Your instructions
Reproduce the entries exactly, but keep the pictures out of the copy.

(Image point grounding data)
[Start of section]

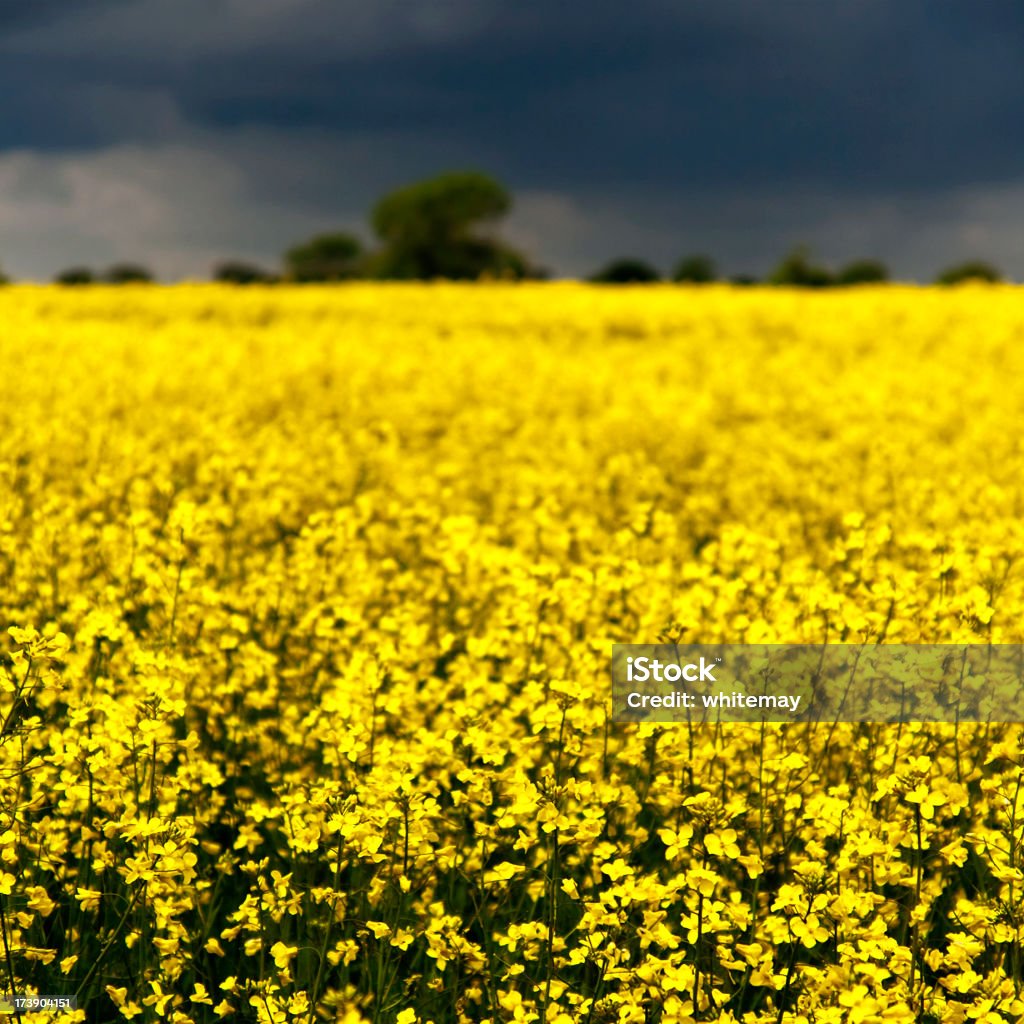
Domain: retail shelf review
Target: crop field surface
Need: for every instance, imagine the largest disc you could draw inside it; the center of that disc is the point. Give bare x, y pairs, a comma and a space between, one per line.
311, 592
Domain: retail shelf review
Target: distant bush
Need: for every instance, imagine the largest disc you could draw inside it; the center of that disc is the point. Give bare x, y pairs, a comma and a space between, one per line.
971, 270
797, 270
697, 269
626, 271
862, 271
76, 275
336, 256
240, 272
127, 273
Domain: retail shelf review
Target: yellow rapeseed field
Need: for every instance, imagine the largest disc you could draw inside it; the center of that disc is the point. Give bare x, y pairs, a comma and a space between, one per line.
311, 595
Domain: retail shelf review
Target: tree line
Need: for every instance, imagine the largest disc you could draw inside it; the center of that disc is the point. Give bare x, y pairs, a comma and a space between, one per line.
444, 228
796, 269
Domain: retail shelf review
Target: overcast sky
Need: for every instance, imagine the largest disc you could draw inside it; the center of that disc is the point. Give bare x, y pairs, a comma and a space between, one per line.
181, 132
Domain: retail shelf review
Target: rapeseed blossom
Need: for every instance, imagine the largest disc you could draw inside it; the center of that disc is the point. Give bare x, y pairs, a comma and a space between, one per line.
309, 596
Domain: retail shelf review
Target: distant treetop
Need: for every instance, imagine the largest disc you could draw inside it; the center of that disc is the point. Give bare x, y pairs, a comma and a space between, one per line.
441, 228
976, 269
697, 269
127, 273
335, 256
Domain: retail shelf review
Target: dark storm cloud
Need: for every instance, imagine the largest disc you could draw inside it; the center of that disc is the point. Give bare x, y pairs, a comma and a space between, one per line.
654, 105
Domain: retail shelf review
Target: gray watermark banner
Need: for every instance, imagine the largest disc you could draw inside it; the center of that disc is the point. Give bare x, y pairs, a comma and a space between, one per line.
817, 683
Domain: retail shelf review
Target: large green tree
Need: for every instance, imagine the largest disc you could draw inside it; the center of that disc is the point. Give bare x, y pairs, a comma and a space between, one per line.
441, 227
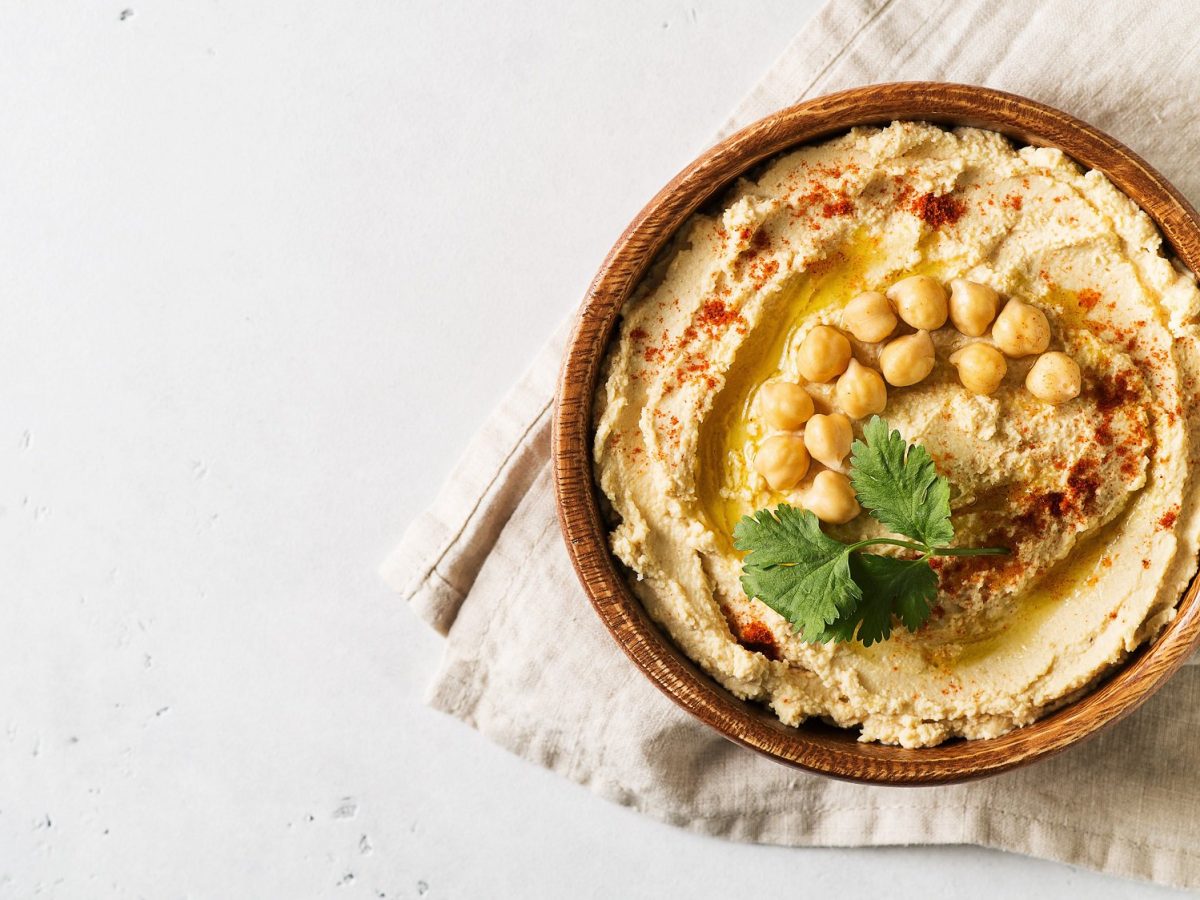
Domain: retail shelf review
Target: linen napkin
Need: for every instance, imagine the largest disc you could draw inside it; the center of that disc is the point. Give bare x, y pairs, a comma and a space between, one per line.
486, 564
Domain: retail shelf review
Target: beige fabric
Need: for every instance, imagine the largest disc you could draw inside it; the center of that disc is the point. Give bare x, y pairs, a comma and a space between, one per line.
528, 663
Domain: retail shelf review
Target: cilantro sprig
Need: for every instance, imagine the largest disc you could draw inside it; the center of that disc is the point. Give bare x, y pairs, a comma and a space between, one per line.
835, 592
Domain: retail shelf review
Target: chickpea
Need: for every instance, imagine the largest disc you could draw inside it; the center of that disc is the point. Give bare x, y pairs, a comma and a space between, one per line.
972, 306
1020, 329
869, 317
921, 301
907, 359
783, 460
1055, 378
982, 367
828, 438
825, 354
861, 390
785, 406
832, 498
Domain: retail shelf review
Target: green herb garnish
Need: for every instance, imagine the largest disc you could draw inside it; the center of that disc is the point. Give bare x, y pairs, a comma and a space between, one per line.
834, 592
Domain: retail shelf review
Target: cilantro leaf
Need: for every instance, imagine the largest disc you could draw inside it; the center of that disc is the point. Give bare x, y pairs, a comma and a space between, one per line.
891, 586
900, 486
796, 569
835, 592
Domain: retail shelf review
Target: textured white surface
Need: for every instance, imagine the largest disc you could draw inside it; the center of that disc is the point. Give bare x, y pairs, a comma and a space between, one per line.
240, 343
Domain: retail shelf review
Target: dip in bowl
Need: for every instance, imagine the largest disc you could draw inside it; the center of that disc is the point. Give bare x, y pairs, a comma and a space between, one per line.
1042, 351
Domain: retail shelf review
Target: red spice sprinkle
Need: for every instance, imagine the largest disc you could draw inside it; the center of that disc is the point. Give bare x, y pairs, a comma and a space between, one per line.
757, 637
844, 207
715, 315
936, 210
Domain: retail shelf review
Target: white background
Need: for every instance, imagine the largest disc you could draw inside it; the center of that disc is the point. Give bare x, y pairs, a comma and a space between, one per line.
263, 269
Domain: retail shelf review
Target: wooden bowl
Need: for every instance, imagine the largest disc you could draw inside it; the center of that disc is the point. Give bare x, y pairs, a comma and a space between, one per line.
816, 747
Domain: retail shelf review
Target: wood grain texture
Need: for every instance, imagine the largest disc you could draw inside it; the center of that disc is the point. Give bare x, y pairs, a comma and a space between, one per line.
816, 747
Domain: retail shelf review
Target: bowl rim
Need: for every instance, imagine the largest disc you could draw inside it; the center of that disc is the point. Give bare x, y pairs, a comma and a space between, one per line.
817, 748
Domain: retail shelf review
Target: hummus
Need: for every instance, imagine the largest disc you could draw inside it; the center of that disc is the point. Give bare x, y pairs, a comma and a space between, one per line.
1095, 497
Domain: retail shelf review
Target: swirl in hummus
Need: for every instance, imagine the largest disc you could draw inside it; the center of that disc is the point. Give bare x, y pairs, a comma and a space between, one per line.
1095, 496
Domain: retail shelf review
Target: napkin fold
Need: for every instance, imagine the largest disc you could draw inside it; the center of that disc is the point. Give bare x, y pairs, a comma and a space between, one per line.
528, 663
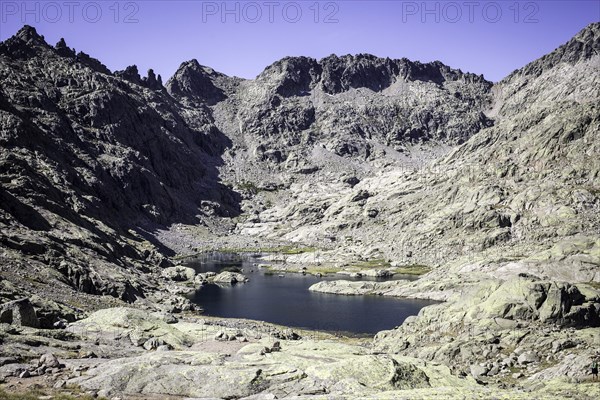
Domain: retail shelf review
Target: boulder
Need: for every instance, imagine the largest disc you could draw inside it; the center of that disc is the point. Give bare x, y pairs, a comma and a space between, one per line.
179, 273
478, 370
49, 360
230, 278
528, 357
19, 312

[End of section]

Exercise answer
Domain: retail shelf review
Target: crop field surface
Need: for every instance, imagine the largest disc you could draw inside it; the center of that disc is the point. Give bare x, y pairs, a comma and a space between, one per line.
311, 592
Domain: retail shelf review
Target: distant bush
Need: for every instance, imagine the largest disc you could draw inside it; the center of that disc is the point. Give bare x, y pairs, a comma and a space between, one per line.
971, 270
797, 270
697, 269
626, 271
862, 271
76, 275
336, 256
240, 272
127, 273
Domain: retail shelf review
Target: yellow rapeseed field
Need: for every instance, imagine the largest disc you could draw inside it; the center of that disc is the point. Give bare x, y pairs, a comma and a space between, one per line.
311, 595
Domain: retail shelf review
Target: tree line
Need: for every instance, imagine the largest disc you could draw inside it; the center of that disc is the point. Give bare x, y pairs, a comma and a space between, one per line.
444, 228
796, 269
Domain: retail shelf review
Target: overcast sky
Need: for every instance, imagine the largest disc you could draw inside it; the center of that disc is the point. Give bare x, y pairs, a comma and a space between, one per line.
181, 132
Domain: retail shelf review
Target: rapeseed blossom
Need: for every instance, imagine the largest disc you could draw inside it; the center of that disc is the point. Give bare x, y pairs, a comma and a space between, one per line.
309, 596
Domain: retail shelf review
Target: distant treetop
Need: for every instance, imagine the largest disc you could draw inside it; the center of that disc is the point. Give bare x, y pairs, a comma and a space between, one per line.
441, 228
976, 269
697, 269
127, 273
335, 256
Domain: retail shelf review
Target: dark storm cloud
Need: for every instance, imagine the largest disc you could draw inside it; the center of that disc is the point. Give bare x, y pairs, a comma and a space between, one per line.
654, 105
Domain: retail shelf review
Target: gray watermark banner
Need: for every instance, imagine the largest disc you could draw inside it; the center of that disc is the point. Give bare x, y pairs, a comma and a space between, one per line.
817, 683
Domain: retail shelf review
Target: large green tree
Need: for every instance, imagine the largest disc you could draw inside it; the center of that disc is the point. Give bare x, y pairs, a comma and a space between, one per line.
441, 227
Domain: retail shelf review
Target: linen napkin
Need: for every instance, imagine the largest disc you could draw inside it; the center of that disc is the point. Give bare x, y pairs, a comma and a space between, one per line.
486, 564
Domain: retail shelf review
Target: beige fabric
Need: for every instance, imagine the largest disc you could draw inside it; the center of that disc is the point. Give bare x, y pairs, a comma and a space between, one per line.
528, 663
Domain: retail shelf review
Target: cilantro sprig
Need: for every instance, imagine the largest disc you could draw inside it; the center of that disc is the point. Give bare x, y pairs, a comma and a space between, one per line.
835, 592
Domain: retail shelf review
Target: chickpea
Need: for every instance, imagine the largest disc you could draw inside it; the center of that disc is the point. Give bare x, y pairs, a comma and a space between, one per line.
972, 306
1020, 329
869, 317
921, 301
907, 359
783, 460
1055, 378
982, 367
828, 438
825, 354
861, 390
785, 406
832, 498
Domain: retail shelf review
Target: green herb garnish
Need: for every instance, imagine the largest disc you could draw inside it; the center of that disc is the point. Give bare x, y pairs, a comma and a space between, one per line.
834, 592
Domain: retail shelf review
Target: cilantro leaf
Need: for every instance, imagine the largest disc you could draw inside it; the center of that disc is the point. Give bare x, y pairs, a comma and a space between, one per line.
891, 586
900, 486
796, 569
835, 592
Domain: retail shelf review
Target: textured white surface
Need: for every instance, imagine the largest disc you could draw inside it; the center of that disc is the point. Give bare x, y pairs, a comma and a space between, one per line.
240, 343
Domain: retail shelf review
Target: dip in bowl
Need: for every instance, imagine the largest disc you could draw inside it; the center of that disc is the point. Give bare x, y pairs, a comma and a space between, one per line.
1042, 351
Domain: retail shelf review
Target: red spice sprinkle
Need: for every instance, imagine the largest disc you could draw inside it; the center of that disc is the point. Give bare x, y pairs, a comma and a space between, one per line.
757, 637
844, 207
715, 315
936, 210
Domain: retail shelf review
Target: white background
Need: for every instance, imagine the largest disc you could draw inside it; the center of that disc is the point. Give bare x, y pairs, a comma and a space between, one per line.
263, 269
Domain: retail shelf review
Target: wooden bowl
Need: for every instance, imagine the largest disc you could draw inside it; the center of that disc is the point. Give bare x, y pairs, a comma and a space between, one per line.
816, 747
Domain: retail shelf review
Target: wood grain texture
Need: for every instance, imagine the largest disc you could draw inside it; the center of that disc is the point. Give bare x, y pairs, a comma and a space between, one per line.
816, 747
Domain: retail shelf review
Target: bowl rim
Need: for every instance, imagine the largest disc you could draw inside it; the center of that disc is the point. Give bare x, y pairs, a comma and a space between, one per line.
817, 748
Domain: retail shelf review
Target: hummus
Need: for every instance, imagine the largest disc you could draw inside it; the center of that disc is the point. Give bare x, y pairs, a comma and a space between, one per line.
1095, 497
Domain: retail shelf review
Target: swirl in hummus
Need: for every instance, imagine the largest disc you could draw inside it; the center of that disc is the point. Give bare x, y pairs, a comma and a space between, one per line.
1095, 496
Domain: retail shelf review
Target: napkin fold
Need: for every instance, imagine the largest disc you could draw inside it; the center of that disc is the point. Give bare x, y pairs, a comma and a space between, one per line.
528, 663
Domain: retail shelf review
Target: boulder
Need: for every instance, imagine the largest disc you could draw inside it; the center of that disc is the point. Give bare x, y pairs, a comma and a space between, one per line.
179, 273
478, 370
49, 360
230, 278
528, 357
19, 312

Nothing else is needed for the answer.